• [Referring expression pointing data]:
━━━
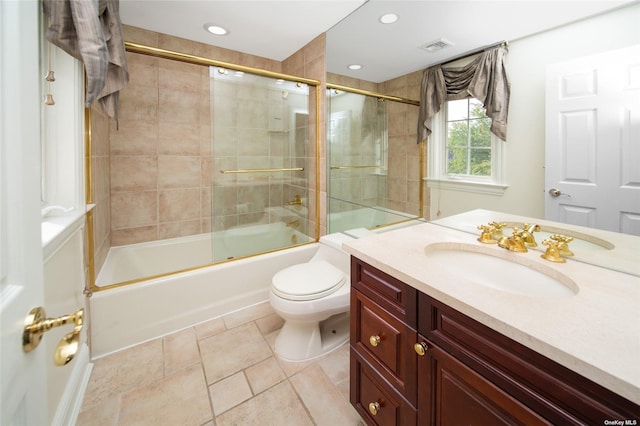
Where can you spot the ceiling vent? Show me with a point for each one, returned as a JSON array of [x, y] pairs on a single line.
[[436, 45]]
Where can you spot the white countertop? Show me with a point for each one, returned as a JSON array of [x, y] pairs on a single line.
[[595, 332]]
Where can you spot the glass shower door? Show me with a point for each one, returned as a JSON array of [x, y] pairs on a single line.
[[260, 163]]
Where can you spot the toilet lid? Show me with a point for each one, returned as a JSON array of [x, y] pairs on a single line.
[[307, 281]]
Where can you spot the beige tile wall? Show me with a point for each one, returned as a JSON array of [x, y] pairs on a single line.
[[160, 156]]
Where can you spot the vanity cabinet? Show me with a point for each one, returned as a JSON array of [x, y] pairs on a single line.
[[433, 365]]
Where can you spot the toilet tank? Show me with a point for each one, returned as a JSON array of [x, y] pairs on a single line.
[[331, 251]]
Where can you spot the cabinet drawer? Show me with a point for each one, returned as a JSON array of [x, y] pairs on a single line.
[[385, 342], [558, 394], [393, 295], [374, 399]]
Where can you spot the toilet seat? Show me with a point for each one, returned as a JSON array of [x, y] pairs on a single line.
[[307, 281]]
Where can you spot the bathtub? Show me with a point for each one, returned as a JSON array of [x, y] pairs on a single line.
[[131, 314], [138, 261]]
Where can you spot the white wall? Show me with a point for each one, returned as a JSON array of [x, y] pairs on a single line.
[[526, 64]]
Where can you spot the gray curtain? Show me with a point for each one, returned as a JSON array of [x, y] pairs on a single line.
[[485, 78], [91, 31]]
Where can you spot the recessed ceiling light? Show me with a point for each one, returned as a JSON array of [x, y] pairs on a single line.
[[216, 29], [388, 18]]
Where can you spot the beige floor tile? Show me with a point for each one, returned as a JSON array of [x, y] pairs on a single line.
[[270, 323], [278, 406], [264, 375], [229, 392], [336, 364], [229, 352], [210, 328], [124, 370], [103, 414], [247, 315], [180, 399], [180, 351], [318, 393]]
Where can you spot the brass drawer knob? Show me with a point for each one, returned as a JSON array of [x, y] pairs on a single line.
[[374, 408], [421, 348]]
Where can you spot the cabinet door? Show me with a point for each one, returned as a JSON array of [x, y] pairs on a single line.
[[450, 393], [376, 400]]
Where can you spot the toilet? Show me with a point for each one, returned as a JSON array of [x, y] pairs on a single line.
[[313, 300]]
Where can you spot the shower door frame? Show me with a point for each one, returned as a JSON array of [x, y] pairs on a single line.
[[195, 60], [422, 147]]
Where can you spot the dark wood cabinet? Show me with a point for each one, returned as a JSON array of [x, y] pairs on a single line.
[[417, 361]]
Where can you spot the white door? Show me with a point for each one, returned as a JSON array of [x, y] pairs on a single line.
[[592, 157], [23, 392]]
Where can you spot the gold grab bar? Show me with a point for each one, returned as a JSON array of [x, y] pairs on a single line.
[[291, 169], [356, 167]]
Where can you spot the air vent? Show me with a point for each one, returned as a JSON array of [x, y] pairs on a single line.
[[436, 45]]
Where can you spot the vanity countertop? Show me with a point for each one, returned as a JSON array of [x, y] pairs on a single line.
[[595, 332]]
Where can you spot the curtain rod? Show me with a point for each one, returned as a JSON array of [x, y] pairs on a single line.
[[503, 43]]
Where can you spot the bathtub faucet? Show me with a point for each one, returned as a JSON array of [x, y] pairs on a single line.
[[297, 201], [293, 224]]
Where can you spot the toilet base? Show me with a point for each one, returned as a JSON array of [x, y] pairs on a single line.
[[302, 341]]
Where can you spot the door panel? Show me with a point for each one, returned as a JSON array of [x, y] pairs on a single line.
[[593, 141], [23, 379]]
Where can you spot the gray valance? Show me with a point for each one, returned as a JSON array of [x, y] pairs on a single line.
[[91, 31], [484, 78]]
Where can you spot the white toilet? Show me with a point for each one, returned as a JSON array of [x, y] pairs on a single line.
[[313, 299]]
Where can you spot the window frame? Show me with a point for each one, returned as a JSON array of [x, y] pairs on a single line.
[[438, 177]]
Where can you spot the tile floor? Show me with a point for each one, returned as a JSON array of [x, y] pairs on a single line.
[[222, 372]]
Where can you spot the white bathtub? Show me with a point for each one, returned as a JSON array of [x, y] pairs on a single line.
[[137, 261], [131, 314]]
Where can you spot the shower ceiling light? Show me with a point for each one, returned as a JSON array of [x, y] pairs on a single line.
[[216, 29], [388, 18]]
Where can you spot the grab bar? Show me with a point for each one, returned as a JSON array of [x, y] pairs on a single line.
[[291, 169], [356, 167]]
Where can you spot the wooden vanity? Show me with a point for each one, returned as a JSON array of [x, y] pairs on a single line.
[[418, 361]]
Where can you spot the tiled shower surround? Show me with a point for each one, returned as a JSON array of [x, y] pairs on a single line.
[[153, 170]]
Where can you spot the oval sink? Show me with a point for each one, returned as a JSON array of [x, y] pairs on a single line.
[[500, 270]]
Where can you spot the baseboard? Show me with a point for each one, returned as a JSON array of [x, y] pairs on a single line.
[[71, 401]]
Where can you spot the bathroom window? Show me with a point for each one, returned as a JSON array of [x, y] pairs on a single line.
[[463, 153]]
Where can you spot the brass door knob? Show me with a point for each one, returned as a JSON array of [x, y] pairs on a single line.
[[37, 323], [374, 340], [374, 408], [421, 348]]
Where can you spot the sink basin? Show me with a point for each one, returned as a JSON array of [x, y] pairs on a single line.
[[500, 269]]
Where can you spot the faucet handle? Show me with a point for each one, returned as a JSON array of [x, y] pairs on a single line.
[[563, 244], [486, 236], [553, 252], [497, 228]]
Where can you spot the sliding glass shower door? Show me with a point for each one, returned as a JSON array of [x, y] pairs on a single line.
[[259, 163]]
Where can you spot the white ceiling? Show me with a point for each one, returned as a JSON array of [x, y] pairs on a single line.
[[277, 29]]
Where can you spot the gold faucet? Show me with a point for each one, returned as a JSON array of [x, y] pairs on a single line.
[[514, 242], [293, 224], [486, 236], [497, 228], [297, 201], [527, 234], [553, 253], [563, 244]]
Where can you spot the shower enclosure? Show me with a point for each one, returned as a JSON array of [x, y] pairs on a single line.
[[210, 163], [373, 182]]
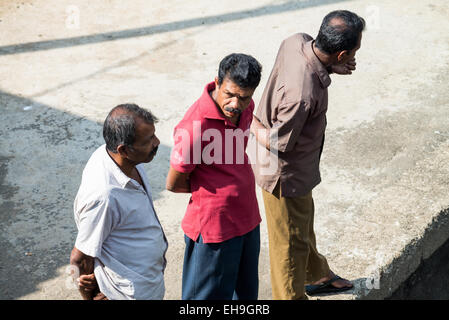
━━━
• [EXERCISE REQUIREMENTS]:
Exclude the images and copy every record above exactly.

• [YOUR RESPONSE]:
Where can you spot the ceiling vent? Show me with a point for each one, returned as a JSON array of [x, y] pairs on a single line.
[[436, 45]]
Where can you spot the white countertop? Show me with a point for each one, returned as a JSON array of [x, y] pairs on a single line.
[[595, 332]]
Where can you spot the glass shower door? Show me with a point for each one, returned as a JSON array of [x, y] pairs on a single line.
[[260, 163]]
Where can you spot the toilet lid? Show me with a point for each one, returned as a JSON array of [x, y] pairs on a single line.
[[307, 281]]
Where can you spot the beige tile wall? Show me with a point for each one, returned as a JSON array of [x, y] pairs on a single line.
[[160, 156]]
Where can you spot the vanity cabinet? Show me with a point for each one, returned as a JSON array of [x, y] pairs on a single line.
[[433, 365]]
Where can you spot the toilet tank? Show me with a point for each one, returned as a JSON array of [x, y] pairs on a single line.
[[331, 251]]
Where can you spot the cabinet drawer? Show me with a point for each one, returned as a JSON array of [x, y] pairs on a single line.
[[385, 342], [558, 394], [393, 295], [374, 399]]
Where can you spot the toilet seat? Show me with a point for each one, returned as a JSON array of [x, y] pairs on a single line.
[[307, 281]]
Where can you spot the bathtub? Show me with a point for each one, returned as a JSON array of [x, y] pairs on a single line.
[[131, 314], [138, 261]]
Where can you spot the white wall? Show me with a point for each one, returned as a JSON array of [x, y] pairs on a single line.
[[526, 64]]
Where can you spot the gray curtain? Show me with a point for each one, returned as a JSON array of [x, y] pairs on a single line.
[[485, 78], [91, 31]]
Where can you spot the recessed ceiling light? Show me with a point for each one, returned as a JSON array of [x, y] pairs on a single line.
[[216, 29], [388, 18]]
Where can you spot the beige floor tile? Show me with a point for each one, returned as a JSON array of [x, y] pairs on a single line.
[[270, 323], [278, 406], [264, 375], [229, 392], [336, 364], [229, 352], [210, 328], [124, 370], [103, 414], [247, 315], [180, 399], [180, 351], [318, 393]]
Where can you spot the brass drawer knob? Show me with a point for each one, returned as a JSON array of [x, y] pairs on a single line.
[[374, 408], [421, 348]]
Where can you spot the cabinet door? Show me with a point for each one, returned as a JSON array of [x, y] pairs on a single line.
[[450, 393], [376, 400]]
Where can you spot the toilet? Show me with a point for each one, returned as a JSON array of [x, y] pairs on a single line.
[[313, 300]]
Where can you spot the shower door frame? Show me with a point for each one, returned as a JSON array of [x, y] pairs on a single line.
[[195, 60], [422, 147]]
Where can you spot the dark wood cabinet? Show me with a point for each one, returned as a JSON array of [x, y] pairs on a single line.
[[417, 361]]
Where can you spot the white door? Show me with a point for each one, returned as a JSON array of [x, y] pairs on a single line.
[[592, 157], [23, 392]]
Where can you spot the gold grab bar? Show me with a point for each one, returned as a JSON array of [x, y] pairs on a single line.
[[291, 169], [356, 167]]
Where can you spot the air vent? Show me with a point for each one, returned as a JSON array of [x, y] pairs on a single line.
[[436, 45]]
Where can you spot the vanity countertop? Show me with a point for each one, returned as a JSON array of [x, y] pairs on a single line.
[[595, 332]]
Where can you spot the curtain rod? Show me with a point for each one, returned as a JSON array of [x, y] pairs on a single line.
[[503, 43]]
Where can you spot the bathtub faucet? Show me with a point for each one, returned as a JSON array of [x, y] pairs on a single line.
[[297, 201], [293, 224]]
Where can you spot the toilet base? Show me with a point for each one, returned as a JSON array of [x, y] pairs on a single line.
[[302, 341]]
Where can you spot the door panel? Show me with a point for each one, returned as a JSON array of [x, y] pairs on a single line.
[[593, 141], [23, 379]]
Where can you spot the gray valance? Show me with a point for each one, returned as a JSON array of [x, y] pairs on a single line.
[[91, 31], [484, 78]]
Where can you spot the white toilet? Show me with a point for each one, returned as a JSON array of [x, y] pairs on a single line.
[[313, 299]]
Where can you spot the window frame? Show me with a point for each one, returned as a JSON array of [x, y] pairs on a single line.
[[438, 177]]
Where can you spot the tile floor? Show me with a point for each one, returned as a JSON array of [x, y] pairs on a single line.
[[222, 372]]
Where can you spot the white bathtub? Show me with a point for each one, returned as a JSON array of [x, y] pairs on a single line.
[[137, 261], [131, 314]]
Where can you spot the shower ceiling light? Show me with a point for each one, returned as a JSON array of [x, y] pairs on a single line.
[[216, 29], [388, 18]]
Where can you spot the grab bar? Show me with a point for each one, returned as a JSON array of [x, y] pairs on a single line.
[[291, 169], [356, 167]]
Where can you spot the wooden vanity? Show me with a point for each one, returned as a JSON array of [x, y] pairs on a single line.
[[418, 361]]
Where can you spot the tiled shower surround? Show me with a point for each one, returned as a JSON array of [x, y] pairs on a single line.
[[153, 170]]
Where can you spot the oval sink? Show me with a point for each one, returned as a JSON array of [x, y] pairs on a single line.
[[500, 270]]
Where can you spot the baseboard? Show me with a point for each one, returned as a JSON array of [x, y] pairs on a single line.
[[71, 401]]
Where can you spot the bathroom window? Show me with a point for each one, returned as a JSON array of [x, y] pairs on a single line.
[[463, 153]]
Where can you spot the brass door knob? Show me with a point for each one, returned as a JSON array of [x, y] pairs on a single line.
[[37, 323], [374, 340], [374, 408], [421, 348]]
Where can you spot the sink basin? Show me with a point for each one, returned as a JSON array of [x, y] pairs on a single line.
[[500, 269]]
Where can you spot the faucet handle? Show me with a point for each one, returned as a JSON array of [x, y] pairs on a single line.
[[563, 244], [486, 236], [553, 252], [497, 228]]
Where can you spot the sliding glass shower door? Show me with a point for each one, returned as a JSON array of [x, y] pairs on a single line.
[[259, 163]]
Where can you spot the white ceiling? Show me with a point for each one, returned as a JSON array of [x, y] pairs on a single line.
[[277, 29]]
Where can you spot the gold faucet? Show me with a point for each one, returned as a JSON array of [x, y] pairs on a single line.
[[514, 242], [293, 224], [486, 236], [497, 228], [297, 201], [527, 234], [553, 253], [563, 244]]
Where can you spot the shower enclosure? Show me with a point for each one, returned as a JSON array of [x, y] pairs on a single line.
[[210, 163], [373, 182]]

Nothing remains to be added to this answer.